(Exercise prompt) Scan the material for the string "Drop" and copy out every line in which it occurs.

(Information provided)
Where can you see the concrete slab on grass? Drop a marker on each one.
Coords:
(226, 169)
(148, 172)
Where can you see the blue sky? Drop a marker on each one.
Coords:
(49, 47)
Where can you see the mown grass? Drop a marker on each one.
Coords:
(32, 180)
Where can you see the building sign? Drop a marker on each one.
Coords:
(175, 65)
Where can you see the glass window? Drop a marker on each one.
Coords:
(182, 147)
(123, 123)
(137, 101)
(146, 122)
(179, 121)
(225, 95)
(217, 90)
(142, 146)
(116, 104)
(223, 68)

...

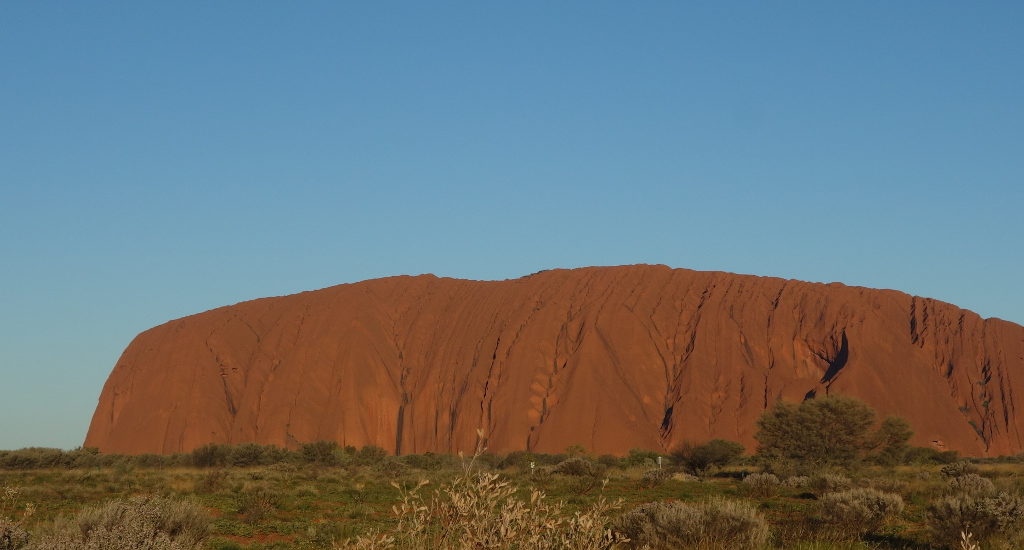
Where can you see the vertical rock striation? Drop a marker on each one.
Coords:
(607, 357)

(Exercise output)
Where can you see the concrete slab on grass? Drop a marker on each one.
Where can you see the blue sky? Drop a marker on each one.
Where can you see the mown grass? Drop a marker on each one.
Where can you see the building sign? Drop a marker on each one.
Where can you see the glass window? Drop a marker on each one.
Where can you see the vertical rock striation? Drop a marker on each one.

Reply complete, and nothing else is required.